Hi David, what we have here in the making here, potentially, is another tragedy of the commons. Is the Clearwater system already supporting a robust proprietary service, like ATHM or RR, on the same channel on which they would propose to stuff the newcomers? I don't think so.
No one ever challenged the technical feasibility of actually integrating all feeds onto a common channel. That can be done. But if this is the course to be taken at this point in time, the current HFC limitations being what they are, then it would be a rather dubious victory, at best, because ATHM and RR themselves will at some point run out of capacity the way things stand today, if they don't move quickly to take care of their own provisions.
All of this suggests that if you lump on an unrestricted number of additional ISPs at the same time, potentially hundreds of them per locale, and on the same channel(s), then things would only get proportionally worse, and a lot sooner.
Beyond the congestion factor, there is also the concern of this: how many ISPs can control security, multimedia, future voice services, and link level functions with the DOCSIS architecture at the same time?

LISTED ENTRIES
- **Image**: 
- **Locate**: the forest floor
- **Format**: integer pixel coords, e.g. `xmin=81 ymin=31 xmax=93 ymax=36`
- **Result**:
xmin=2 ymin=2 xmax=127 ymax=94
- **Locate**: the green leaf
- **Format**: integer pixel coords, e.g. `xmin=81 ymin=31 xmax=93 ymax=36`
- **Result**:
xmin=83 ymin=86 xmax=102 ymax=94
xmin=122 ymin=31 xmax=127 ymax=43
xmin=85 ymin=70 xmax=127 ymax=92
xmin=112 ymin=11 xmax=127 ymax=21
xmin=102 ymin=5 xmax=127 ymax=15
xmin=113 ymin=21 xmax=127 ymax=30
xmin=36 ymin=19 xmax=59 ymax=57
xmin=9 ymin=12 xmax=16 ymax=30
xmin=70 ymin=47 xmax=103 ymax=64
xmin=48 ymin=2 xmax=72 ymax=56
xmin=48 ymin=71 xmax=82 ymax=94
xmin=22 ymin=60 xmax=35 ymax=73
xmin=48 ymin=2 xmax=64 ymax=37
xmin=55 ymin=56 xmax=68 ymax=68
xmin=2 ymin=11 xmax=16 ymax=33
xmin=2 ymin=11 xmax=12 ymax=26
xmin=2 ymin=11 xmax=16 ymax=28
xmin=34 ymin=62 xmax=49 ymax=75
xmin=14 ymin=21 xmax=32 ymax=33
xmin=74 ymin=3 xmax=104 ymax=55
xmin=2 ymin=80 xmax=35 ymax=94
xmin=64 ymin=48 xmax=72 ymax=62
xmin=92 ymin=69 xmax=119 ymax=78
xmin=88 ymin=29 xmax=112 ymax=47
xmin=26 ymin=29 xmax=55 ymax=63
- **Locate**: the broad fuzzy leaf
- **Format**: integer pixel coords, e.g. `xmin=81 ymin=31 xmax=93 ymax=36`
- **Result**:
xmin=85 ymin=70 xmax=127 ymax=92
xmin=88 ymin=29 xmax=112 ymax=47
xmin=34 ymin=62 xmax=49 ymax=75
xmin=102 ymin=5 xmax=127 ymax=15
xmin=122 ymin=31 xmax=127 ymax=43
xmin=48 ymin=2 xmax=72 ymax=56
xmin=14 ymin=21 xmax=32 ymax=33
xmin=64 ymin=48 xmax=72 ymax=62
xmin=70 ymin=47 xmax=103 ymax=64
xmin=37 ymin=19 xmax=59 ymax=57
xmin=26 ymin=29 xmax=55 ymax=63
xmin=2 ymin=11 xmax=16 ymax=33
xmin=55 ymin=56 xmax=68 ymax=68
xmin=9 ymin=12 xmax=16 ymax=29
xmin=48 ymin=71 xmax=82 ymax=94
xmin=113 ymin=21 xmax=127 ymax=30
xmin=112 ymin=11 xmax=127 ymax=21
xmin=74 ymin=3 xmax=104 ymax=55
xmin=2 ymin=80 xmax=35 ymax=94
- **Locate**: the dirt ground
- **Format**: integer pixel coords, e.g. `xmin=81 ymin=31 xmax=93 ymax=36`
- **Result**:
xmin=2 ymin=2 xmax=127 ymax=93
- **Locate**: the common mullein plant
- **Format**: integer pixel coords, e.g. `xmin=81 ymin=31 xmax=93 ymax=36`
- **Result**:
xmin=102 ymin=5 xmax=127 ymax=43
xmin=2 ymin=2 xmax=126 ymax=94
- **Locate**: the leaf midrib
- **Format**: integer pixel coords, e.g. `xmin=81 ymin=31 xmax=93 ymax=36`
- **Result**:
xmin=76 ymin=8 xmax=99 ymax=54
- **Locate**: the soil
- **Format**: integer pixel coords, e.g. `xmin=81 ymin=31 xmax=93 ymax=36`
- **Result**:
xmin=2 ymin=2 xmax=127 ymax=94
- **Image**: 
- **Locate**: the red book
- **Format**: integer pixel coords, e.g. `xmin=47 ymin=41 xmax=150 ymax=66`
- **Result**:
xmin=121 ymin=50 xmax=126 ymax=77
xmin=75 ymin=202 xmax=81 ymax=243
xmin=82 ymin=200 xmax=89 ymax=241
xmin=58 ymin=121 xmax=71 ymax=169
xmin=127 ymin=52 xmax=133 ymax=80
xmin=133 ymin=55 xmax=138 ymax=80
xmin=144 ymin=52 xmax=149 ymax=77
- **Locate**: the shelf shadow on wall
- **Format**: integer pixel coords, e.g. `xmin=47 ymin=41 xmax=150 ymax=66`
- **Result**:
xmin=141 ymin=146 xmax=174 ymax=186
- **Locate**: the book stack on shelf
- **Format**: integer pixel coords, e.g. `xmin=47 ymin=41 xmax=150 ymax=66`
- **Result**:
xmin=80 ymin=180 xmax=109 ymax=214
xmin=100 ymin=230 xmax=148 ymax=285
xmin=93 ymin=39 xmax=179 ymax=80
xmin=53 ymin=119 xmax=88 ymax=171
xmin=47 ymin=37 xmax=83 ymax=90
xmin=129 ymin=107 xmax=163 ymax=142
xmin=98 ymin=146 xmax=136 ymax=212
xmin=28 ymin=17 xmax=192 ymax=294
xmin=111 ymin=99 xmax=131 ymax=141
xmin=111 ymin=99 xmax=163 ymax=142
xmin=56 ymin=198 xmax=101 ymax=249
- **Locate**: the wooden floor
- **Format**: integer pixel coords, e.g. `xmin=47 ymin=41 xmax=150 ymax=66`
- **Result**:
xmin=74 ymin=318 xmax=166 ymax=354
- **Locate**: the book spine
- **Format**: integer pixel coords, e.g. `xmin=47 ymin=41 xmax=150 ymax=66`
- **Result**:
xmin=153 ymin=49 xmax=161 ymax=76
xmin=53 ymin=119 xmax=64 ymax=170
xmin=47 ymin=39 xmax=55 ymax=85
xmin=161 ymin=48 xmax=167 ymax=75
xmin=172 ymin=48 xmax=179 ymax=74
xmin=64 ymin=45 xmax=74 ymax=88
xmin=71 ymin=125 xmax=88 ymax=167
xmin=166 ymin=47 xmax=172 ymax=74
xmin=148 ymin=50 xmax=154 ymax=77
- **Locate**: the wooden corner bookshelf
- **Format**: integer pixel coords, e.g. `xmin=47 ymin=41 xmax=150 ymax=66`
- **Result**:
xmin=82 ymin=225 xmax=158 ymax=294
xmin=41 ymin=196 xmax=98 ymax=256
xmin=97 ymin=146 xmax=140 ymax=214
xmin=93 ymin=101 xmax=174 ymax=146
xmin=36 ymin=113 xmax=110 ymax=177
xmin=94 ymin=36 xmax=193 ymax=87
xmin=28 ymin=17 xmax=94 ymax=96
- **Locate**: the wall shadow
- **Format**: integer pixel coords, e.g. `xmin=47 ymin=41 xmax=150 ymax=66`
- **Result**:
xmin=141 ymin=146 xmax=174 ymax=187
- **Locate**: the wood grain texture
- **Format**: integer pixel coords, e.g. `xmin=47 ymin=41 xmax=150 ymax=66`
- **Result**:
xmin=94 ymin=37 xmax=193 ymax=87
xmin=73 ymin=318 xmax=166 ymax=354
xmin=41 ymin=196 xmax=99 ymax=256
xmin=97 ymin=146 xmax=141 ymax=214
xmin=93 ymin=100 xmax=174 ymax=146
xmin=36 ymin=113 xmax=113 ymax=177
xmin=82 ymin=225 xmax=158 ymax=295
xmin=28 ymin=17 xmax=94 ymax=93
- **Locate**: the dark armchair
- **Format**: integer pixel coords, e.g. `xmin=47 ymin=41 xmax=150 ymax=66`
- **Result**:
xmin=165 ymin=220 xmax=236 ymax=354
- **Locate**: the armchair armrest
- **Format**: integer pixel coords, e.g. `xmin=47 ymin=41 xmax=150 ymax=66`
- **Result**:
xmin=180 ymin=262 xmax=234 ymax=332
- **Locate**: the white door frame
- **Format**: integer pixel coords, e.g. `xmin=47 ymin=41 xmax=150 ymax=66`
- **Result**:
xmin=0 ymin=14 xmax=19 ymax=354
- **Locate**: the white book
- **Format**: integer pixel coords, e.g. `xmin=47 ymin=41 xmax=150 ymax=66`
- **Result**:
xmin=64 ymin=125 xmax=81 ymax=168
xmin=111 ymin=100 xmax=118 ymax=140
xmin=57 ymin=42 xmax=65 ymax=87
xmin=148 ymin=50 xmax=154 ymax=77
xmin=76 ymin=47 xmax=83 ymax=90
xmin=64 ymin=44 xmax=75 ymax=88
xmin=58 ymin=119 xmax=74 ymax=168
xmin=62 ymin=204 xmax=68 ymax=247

WHAT YOU NEED TO DO
a) In the cable-access post, swap "congestion factor" for "bandwidth factor" and give the passage between "Beyond the congestion" and "the same time?", inclusive.
b) Answer these questions from the cable-access post:
(i) Which two proprietary services does it name as examples of a robust service?
(ii) How many additional ISPs per locale does it say could potentially be added?
(iii) Which architecture does it name in its closing question?
c) Extend the cable-access post, beginning after its final sentence.

ANSWER SET
a)
Beyond the bandwidth factor, there is also the concern of this: how many ISPs can control security, multimedia, future voice services, and link level functions with the DOCSIS architecture at the same time?

b)
(i) ATHM and RR
(ii) Potentially hundreds
(iii) DOCSIS

c)
The MCNS/DOCSIS design, lest we forget, was designed around the basic legacy assumptions that stated that the MSO or local cable operator would be the facilities based "interactive services" provider over the black coaxial cable.
These interactive services I'm referring to were those quaint shop-at-home, remote educational, etc., applications that the MSOs were grasping over during the early days of the "visionaries."
The Internet was a sudden, and pleasant surprise, but the basic prior design assumptions never really went away. In order to change the administrative control aspect of managing the account, and to avail the necessary amount of bandwidth in a pluralistic setting, the frequency spectrum allocation plan, and the head-end/modem specs each have to be re-written, IMO.
A draconian alternative does present itself, however, if the cable operator is agreeable to forfeiting additional program TV 6 MHz channels, in order to accommodate ISPs. How likely is that to take place, however, beyond the first couple of sacrifical gestures? And if that were to happen, it would do very little for the upstream direction, until radical changes were effected in the HFC design.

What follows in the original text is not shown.